→ EXERCISE DESCRIPTION
Repeat each line exactly as it is written.

++++++++

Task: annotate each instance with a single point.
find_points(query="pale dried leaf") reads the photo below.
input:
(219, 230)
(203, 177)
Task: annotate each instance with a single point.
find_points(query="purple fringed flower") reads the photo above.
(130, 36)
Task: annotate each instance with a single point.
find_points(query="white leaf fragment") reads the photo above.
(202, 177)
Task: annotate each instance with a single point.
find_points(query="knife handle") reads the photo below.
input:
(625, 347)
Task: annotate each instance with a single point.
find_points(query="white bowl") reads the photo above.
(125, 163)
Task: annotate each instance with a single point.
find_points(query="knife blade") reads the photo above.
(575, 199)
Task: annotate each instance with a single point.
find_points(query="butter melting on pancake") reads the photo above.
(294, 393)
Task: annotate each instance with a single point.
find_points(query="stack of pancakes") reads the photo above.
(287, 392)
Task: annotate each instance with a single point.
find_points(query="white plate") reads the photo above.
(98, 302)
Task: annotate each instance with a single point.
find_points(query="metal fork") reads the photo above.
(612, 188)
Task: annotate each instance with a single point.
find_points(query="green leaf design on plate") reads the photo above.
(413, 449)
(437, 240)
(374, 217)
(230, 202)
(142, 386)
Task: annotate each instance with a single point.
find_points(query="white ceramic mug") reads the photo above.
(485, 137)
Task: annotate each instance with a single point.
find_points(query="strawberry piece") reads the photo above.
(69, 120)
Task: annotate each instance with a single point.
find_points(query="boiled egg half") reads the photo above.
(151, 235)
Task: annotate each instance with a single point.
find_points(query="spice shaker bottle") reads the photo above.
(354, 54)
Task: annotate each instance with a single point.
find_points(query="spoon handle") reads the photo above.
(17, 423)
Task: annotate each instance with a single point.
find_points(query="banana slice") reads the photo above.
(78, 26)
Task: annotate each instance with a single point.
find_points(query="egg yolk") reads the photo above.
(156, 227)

++++++++

→ EXERCISE RESPONSE
Task: annotate each instance with a single point.
find_points(query="pale dried leaf") reads the photo below.
input:
(219, 230)
(203, 177)
Task: annotate each instance with a single point.
find_points(query="purple fringed flower") reads the photo above.
(130, 36)
Task: annotate each instance with a single point.
find_points(query="white leaf fragment") reads the photo above.
(202, 177)
Task: annotate each instance with a single point.
find_points(query="knife handle") reads the photo below.
input:
(625, 347)
Task: annotate each instance with a single point.
find_points(query="white bowl") reads the photo above.
(125, 163)
Task: annotate each instance with a single point.
find_points(query="knife blade") reads the photo above.
(575, 199)
Task: annotate each instance with a single point.
find_points(query="butter melting on pancake") reads the photo above.
(294, 393)
Task: annotate each instance with a single point.
find_points(query="stack of pancakes") reads the photo above.
(287, 392)
Task: annotate each instance with a single point.
find_points(query="white plate") reads the photo above.
(98, 302)
Task: annotate each instance with a single point.
find_points(query="metal fork") reads the photo above.
(612, 188)
Task: annotate each instance with a single point.
find_points(query="green leaf design on plate") reads the photo above.
(413, 449)
(437, 240)
(374, 217)
(230, 202)
(142, 386)
Task: annotate each instance with a single point.
find_points(query="white ceramic mug") reads the photo above.
(485, 137)
Task: annotate each instance with a single point.
find_points(query="strawberry piece") reads the photo above.
(69, 120)
Task: annotate each instance with a single point.
find_points(query="boiled egg half") reads the photo above.
(151, 235)
Task: annotate each instance with a single point.
find_points(query="spice shaker bottle") reads the photo above.
(354, 54)
Task: annotate each instance with a single point.
find_points(query="spoon handle") reads the photo above.
(17, 423)
Task: annotate each instance with a single point.
find_points(query="banana slice") reads the photo above.
(78, 26)
Task: annotate each instance with a single point.
find_points(query="egg yolk") reads the photo above.
(156, 227)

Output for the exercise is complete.